= Source extract =
-- START --
Spillover again…
I have blogged in the past about an emerging European research project on which I am a partner, and which in part grew out of some work I did with the European Centre for Creative Economy in Dortmund in 2012-13. The last meeting in Essen in April saw the launch of a new Wiki space (photo below), and since then we have had the final report from our consultants TFCC (Tom Fleming Cultural Consultancy). See also links below – then my comments will follow, but these pertain to the as-yet-to-be published Final Report. I think this will come out very soon – our next scheduled meetings are Amsterdam end of July, then Essen again in September.
https://ccspillovers.wikispaces.com
https://ccspillovers.wikispaces.com/Results+and+report
On the Final report -- I think an important aspect of the report is the importance awarded to objective, impartial and wide-ranging research – this is important in two respects (i) research (particularly for arts organisations or policy consultancies) is so often 'information gathering' or the production of ‘evidence’, which, as we know, is required to inform or legitimate decision-making. With research on spillover, however, the ‘information’ is not simply ‘there’ to be gathered; it is embedded in forms of knowledge and practice that need to be explored. The old dichotomy of positive and exploratory research (or however you want to phrase it) is not useful here. Research will be more process-oriented, as along the way we need to discover possibilities, conditions of thinking, as well as practice, overturn assumptions on the nature of phenomenon like 'impacts' or 'benefits', and the definition of valid aims – at least, this is what we have found in aiming for a paradigm shift in our understanding of the socio-economic function of the cultural sector. I must admit, I have been getting impatient on how the project has taken almost two years just to define its aims and scope, but on reflection see that this time was needed – and the process has been as significant as what we have ended up with (right now two reports and a wiki page).
-- END --
= Task prompt =
In the blog post on spillover research, where and when are the project's next scheduled meetings?

= Dataset entries =
-- START --
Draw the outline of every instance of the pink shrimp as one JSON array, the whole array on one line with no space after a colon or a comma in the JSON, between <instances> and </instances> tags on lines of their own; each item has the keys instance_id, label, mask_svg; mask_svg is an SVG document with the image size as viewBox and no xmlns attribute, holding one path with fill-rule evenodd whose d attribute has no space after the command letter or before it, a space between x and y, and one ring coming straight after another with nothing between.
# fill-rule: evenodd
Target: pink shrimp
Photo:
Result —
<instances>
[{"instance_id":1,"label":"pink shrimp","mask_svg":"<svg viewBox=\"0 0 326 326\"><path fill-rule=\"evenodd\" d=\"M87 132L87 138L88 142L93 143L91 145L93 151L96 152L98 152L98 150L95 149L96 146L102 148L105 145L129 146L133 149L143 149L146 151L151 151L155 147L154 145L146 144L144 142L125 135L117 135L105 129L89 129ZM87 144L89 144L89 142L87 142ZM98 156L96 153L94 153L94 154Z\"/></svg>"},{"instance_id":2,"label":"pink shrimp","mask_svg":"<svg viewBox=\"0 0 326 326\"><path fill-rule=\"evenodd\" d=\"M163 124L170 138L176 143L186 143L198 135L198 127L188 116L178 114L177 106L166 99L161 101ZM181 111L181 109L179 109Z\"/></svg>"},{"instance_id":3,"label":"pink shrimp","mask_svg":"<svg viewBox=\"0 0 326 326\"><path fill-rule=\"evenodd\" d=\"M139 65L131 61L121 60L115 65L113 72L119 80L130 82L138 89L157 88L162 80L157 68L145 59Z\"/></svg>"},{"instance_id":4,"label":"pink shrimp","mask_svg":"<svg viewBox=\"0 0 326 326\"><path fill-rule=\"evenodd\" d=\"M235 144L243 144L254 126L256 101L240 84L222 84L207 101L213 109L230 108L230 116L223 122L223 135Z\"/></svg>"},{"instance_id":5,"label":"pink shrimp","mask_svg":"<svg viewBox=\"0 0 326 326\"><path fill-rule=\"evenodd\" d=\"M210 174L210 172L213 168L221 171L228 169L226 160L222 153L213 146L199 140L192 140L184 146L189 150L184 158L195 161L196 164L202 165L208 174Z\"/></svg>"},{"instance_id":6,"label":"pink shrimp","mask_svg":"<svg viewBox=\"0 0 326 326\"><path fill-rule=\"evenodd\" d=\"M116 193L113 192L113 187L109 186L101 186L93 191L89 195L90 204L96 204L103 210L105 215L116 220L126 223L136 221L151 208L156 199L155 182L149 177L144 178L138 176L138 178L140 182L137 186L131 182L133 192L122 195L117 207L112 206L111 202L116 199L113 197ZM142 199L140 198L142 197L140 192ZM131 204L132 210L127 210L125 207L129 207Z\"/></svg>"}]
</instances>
-- END --
= Task answer =
Amsterdam at the end of July, then Essen again in September.